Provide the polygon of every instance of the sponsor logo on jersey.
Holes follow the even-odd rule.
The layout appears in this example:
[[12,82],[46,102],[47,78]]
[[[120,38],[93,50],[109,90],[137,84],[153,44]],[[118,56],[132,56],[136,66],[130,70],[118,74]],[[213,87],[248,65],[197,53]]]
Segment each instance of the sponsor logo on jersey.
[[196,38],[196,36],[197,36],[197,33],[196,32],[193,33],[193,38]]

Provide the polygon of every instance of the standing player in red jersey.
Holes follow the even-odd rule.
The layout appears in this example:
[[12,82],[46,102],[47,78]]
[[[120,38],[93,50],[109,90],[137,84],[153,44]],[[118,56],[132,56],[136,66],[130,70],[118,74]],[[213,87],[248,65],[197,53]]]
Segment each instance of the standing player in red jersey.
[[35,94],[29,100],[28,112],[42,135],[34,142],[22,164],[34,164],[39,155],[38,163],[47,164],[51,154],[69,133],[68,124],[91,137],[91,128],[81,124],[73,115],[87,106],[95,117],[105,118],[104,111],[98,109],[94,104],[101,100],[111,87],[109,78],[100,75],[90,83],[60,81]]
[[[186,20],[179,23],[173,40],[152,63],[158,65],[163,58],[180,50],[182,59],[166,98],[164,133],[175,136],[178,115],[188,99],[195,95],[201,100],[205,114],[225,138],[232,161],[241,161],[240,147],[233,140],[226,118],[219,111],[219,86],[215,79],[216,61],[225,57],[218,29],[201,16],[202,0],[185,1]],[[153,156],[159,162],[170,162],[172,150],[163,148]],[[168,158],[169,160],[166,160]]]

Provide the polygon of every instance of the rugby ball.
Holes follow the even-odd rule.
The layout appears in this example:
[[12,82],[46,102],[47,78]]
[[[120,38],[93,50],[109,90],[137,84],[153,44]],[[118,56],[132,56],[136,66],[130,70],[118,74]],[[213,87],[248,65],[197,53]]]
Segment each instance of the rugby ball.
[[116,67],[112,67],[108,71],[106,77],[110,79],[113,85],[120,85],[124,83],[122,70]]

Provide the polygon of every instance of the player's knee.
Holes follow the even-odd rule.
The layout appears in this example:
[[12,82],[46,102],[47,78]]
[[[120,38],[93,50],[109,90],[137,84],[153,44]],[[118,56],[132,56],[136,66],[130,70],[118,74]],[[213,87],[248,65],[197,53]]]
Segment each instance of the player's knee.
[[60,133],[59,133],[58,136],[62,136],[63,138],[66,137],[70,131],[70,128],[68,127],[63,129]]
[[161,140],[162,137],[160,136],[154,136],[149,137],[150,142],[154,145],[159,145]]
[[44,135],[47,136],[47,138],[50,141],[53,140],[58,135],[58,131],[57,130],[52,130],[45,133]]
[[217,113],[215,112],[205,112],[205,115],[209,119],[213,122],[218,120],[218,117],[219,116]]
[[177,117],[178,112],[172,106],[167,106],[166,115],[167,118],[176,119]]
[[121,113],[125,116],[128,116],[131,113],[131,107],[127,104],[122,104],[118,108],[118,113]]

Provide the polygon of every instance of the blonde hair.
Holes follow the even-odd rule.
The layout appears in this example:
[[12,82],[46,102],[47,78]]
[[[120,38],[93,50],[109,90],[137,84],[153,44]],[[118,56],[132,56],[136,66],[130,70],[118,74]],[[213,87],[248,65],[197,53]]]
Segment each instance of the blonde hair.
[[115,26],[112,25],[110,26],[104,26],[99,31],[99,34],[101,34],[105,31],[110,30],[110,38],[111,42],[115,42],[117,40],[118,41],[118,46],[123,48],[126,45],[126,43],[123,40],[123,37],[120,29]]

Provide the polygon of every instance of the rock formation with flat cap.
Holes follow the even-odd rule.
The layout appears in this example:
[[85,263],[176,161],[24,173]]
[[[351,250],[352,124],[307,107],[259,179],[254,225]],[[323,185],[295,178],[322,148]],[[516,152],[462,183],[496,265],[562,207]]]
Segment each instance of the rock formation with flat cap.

WHAT YOU ARE ASKED TO DO: Update the listing above by replacing every occurrence of "polygon" with "outline", keeping everything else unchanged.

TASK SOLUTION:
Provide the outline of every instance of the sponsor logo on jersey.
Holes follow the even-odd rule.
The layout appears in this example:
[[12,82],[46,102],[47,78]]
[[[120,38],[93,50],[109,90],[137,84],[153,44]],[[118,56],[132,56],[136,66],[130,70],[118,74]],[[213,87],[248,65],[197,53]]]
Segment each instance of the sponsor logo on jersey.
[[196,38],[196,36],[197,36],[197,33],[196,32],[193,33],[193,38]]

Provide the outline of every instance of the standing player in red jersey.
Holes follow the even-odd rule.
The layout appears in this example:
[[12,82],[46,102],[47,78]]
[[[120,38],[93,50],[109,90],[137,84],[153,44]],[[118,56],[132,56],[136,66],[130,70],[118,74]],[[213,87],[248,65],[197,53]]]
Segment each instance of the standing player in red jersey.
[[35,94],[29,100],[28,112],[42,135],[34,142],[22,164],[34,164],[39,155],[38,163],[47,164],[51,154],[69,133],[68,124],[91,137],[91,128],[81,124],[73,115],[87,106],[95,117],[105,118],[104,111],[98,109],[94,104],[101,100],[111,87],[109,78],[100,75],[90,83],[60,81]]
[[[186,20],[179,23],[173,40],[152,63],[158,65],[163,58],[180,50],[182,59],[166,98],[164,133],[175,136],[178,115],[188,99],[195,95],[201,100],[205,114],[225,138],[232,161],[241,161],[240,147],[233,140],[226,118],[219,111],[219,86],[215,79],[216,61],[225,57],[218,29],[201,16],[202,0],[185,1]],[[153,156],[159,162],[170,162],[172,150],[163,148]],[[168,158],[169,160],[166,160]]]

Provide the outline of every instance of the rugby ball.
Holes follow the even-odd rule.
The layout appears in this example:
[[12,82],[46,102],[47,78]]
[[[120,38],[93,50],[109,90],[137,84],[153,44]],[[118,56],[132,56],[136,66],[130,70],[118,74]],[[213,87],[248,65],[197,53]]]
Segment each instance of the rugby ball.
[[116,67],[112,67],[108,71],[106,77],[110,79],[113,85],[120,85],[124,83],[122,70]]

Provide the outline of every instance of the player's knee.
Holes follow the even-odd rule.
The layout appears in this example:
[[12,82],[46,102],[47,78]]
[[[120,38],[93,50],[109,90],[137,84],[153,44]],[[118,56],[132,56],[136,66],[130,70],[118,74]],[[213,87],[248,65],[197,53]]]
Segment each instance of the player's knee.
[[60,133],[59,133],[58,136],[62,136],[63,138],[66,137],[70,131],[70,128],[68,127],[63,129]]
[[161,140],[162,137],[160,136],[154,136],[149,137],[150,142],[154,145],[159,145]]
[[44,135],[47,136],[47,138],[50,141],[53,140],[58,135],[58,131],[57,130],[52,130],[45,133]]
[[217,113],[215,112],[205,112],[205,115],[209,119],[213,122],[218,120],[218,117],[219,116]]
[[177,117],[178,112],[172,106],[167,106],[166,115],[167,118],[176,119]]
[[121,113],[125,116],[128,116],[131,113],[131,107],[127,104],[122,104],[118,108],[118,113]]

Provide the outline of every instance of the blonde hair.
Holes follow the even-odd rule.
The layout appears in this example:
[[12,82],[46,102],[47,78]]
[[[120,38],[93,50],[109,90],[137,84],[153,44]],[[118,56],[132,56],[136,66],[130,70],[118,74]],[[213,87],[248,65],[197,53]]]
Segment each instance of the blonde hair.
[[115,26],[112,25],[110,26],[104,26],[99,31],[99,34],[101,34],[105,31],[110,30],[110,38],[111,42],[115,42],[117,40],[118,41],[118,46],[123,48],[126,45],[126,43],[123,40],[123,37],[120,29]]

Provide the outline of every instance of the rock formation with flat cap.
Holes follow the even-odd rule.
The layout appears in this example:
[[85,263],[176,161],[24,173]]
[[[351,250],[352,124],[307,107],[259,179],[254,225]],[[323,185],[295,178],[322,148]],[[516,152],[462,183],[496,265],[562,207]]]
Segment each instance of the rock formation with flat cap.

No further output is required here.